■ TASK DATA
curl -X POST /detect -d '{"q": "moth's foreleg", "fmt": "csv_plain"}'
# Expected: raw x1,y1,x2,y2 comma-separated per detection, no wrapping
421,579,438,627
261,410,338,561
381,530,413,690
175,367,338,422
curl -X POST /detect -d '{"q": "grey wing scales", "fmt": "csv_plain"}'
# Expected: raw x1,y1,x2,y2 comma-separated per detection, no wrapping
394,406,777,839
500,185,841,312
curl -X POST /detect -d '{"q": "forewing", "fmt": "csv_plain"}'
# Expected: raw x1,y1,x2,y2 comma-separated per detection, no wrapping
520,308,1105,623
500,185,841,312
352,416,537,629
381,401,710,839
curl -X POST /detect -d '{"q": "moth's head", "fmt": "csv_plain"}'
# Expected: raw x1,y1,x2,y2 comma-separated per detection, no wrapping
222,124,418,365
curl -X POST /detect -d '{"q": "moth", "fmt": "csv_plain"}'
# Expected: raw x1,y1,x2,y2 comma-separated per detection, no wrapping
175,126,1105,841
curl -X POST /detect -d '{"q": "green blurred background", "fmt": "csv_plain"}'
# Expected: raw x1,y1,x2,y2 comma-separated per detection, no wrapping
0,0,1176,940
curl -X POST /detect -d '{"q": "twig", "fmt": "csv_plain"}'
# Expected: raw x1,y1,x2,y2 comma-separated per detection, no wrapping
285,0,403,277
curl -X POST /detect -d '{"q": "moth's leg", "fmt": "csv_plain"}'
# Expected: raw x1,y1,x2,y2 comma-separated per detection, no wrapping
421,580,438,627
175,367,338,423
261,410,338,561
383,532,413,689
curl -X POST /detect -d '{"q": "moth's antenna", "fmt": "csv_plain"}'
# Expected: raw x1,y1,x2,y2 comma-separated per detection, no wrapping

■ PROBLEM STATEMENT
Rewrite the data from its first line through the line containing "175,367,338,422", replacing "foreleg" with "hind leg" and leaving everything else unchanged.

■ SOLUTION TO THE PROBLEM
curl -X POST /detect -d '{"q": "moth's hind leg", "fmt": "csv_plain"}'
# Expected: raw x1,y1,x2,y2 comma-separated per detection, no wrapping
421,579,438,627
261,410,338,561
381,530,413,690
175,367,338,422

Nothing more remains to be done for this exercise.